TASK TO CARRY OUT:
Condense the paragraph of the Middlemarch passage that begins "But you can see why Henry" into a brief list that keeps its main facts.

EXCERPTED PASSAGE:
>>>
From: "judy prince" <[log in to unmask]>
> Tagging off this part of your message, Dave, let me recommend a lovely
> lengthy Grauniad article on George Eliot and her use of Spinoza's
> philosophy for Middlemarch. An excerpt below ("Henry" is the young Henry
> James as critic), and then the URL:
>
> "Marian & Fred & Spinoza
> But you can see why Henry didn't have much time for Fred. He's not Henry's
> type of thing at all - just a simple boy, with a streak of selfishness. He
> likes to ride and play cards and spend more money than he has. Fred is in
> love with a bright, plain girl called Mary Garth, who is not convinced
> Fred is worthy of her love. On reflection, Fred agrees. Of the Three Love
> Problems that dominate Middlemarch - Dorothea and Casaubon, Lydgate and
> Rosamund, Fred and Mary - Fred's would seem the least edifying.
<<<
Image point annotation entries:
>>>
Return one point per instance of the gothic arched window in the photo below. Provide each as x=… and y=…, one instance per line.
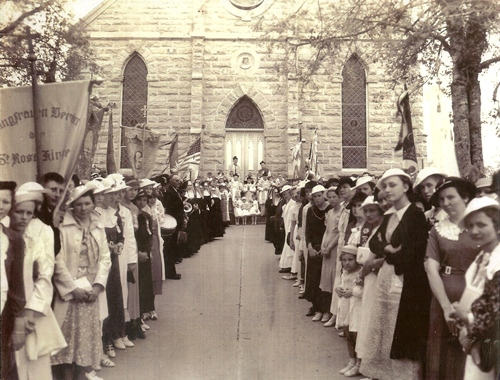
x=134, y=100
x=354, y=115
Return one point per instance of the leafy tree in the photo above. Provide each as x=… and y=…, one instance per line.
x=455, y=38
x=61, y=48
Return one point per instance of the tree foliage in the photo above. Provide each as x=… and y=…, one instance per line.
x=61, y=48
x=415, y=39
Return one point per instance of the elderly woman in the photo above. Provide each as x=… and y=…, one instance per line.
x=81, y=273
x=12, y=248
x=33, y=360
x=399, y=320
x=450, y=251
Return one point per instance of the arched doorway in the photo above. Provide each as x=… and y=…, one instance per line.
x=244, y=137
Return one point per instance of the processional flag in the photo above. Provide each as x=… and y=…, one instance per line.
x=406, y=141
x=142, y=146
x=313, y=155
x=190, y=160
x=62, y=112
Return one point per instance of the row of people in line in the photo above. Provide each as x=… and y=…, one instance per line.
x=407, y=269
x=79, y=284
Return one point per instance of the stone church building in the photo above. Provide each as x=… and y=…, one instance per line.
x=197, y=66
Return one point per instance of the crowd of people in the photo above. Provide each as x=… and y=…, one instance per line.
x=82, y=263
x=406, y=268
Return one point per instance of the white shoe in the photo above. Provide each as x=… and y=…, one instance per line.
x=317, y=317
x=92, y=376
x=118, y=344
x=348, y=368
x=127, y=342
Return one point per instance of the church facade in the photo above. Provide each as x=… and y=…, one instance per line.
x=196, y=67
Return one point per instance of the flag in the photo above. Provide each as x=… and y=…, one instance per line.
x=313, y=155
x=142, y=147
x=190, y=160
x=406, y=141
x=63, y=109
x=110, y=153
x=173, y=153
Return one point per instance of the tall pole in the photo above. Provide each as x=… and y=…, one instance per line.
x=34, y=90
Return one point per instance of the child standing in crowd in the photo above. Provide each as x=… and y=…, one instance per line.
x=349, y=305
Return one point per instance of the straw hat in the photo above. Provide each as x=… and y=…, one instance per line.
x=30, y=191
x=391, y=173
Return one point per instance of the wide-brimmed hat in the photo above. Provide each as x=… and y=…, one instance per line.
<<<
THE SOLUTION:
- Henry had little time for Fred, who was not his type.
- Fred is a simple boy with a streak of selfishness. He likes to ride, play cards, and spend more money than he has.
- Fred loves Mary Garth, a bright, plain girl who is not convinced he is worthy of her love. On reflection, Fred agrees.
- Three love problems dominate Middlemarch: Dorothea and Casaubon, Lydgate and Rosamund, and Fred and Mary. Fred's would seem the least edifying.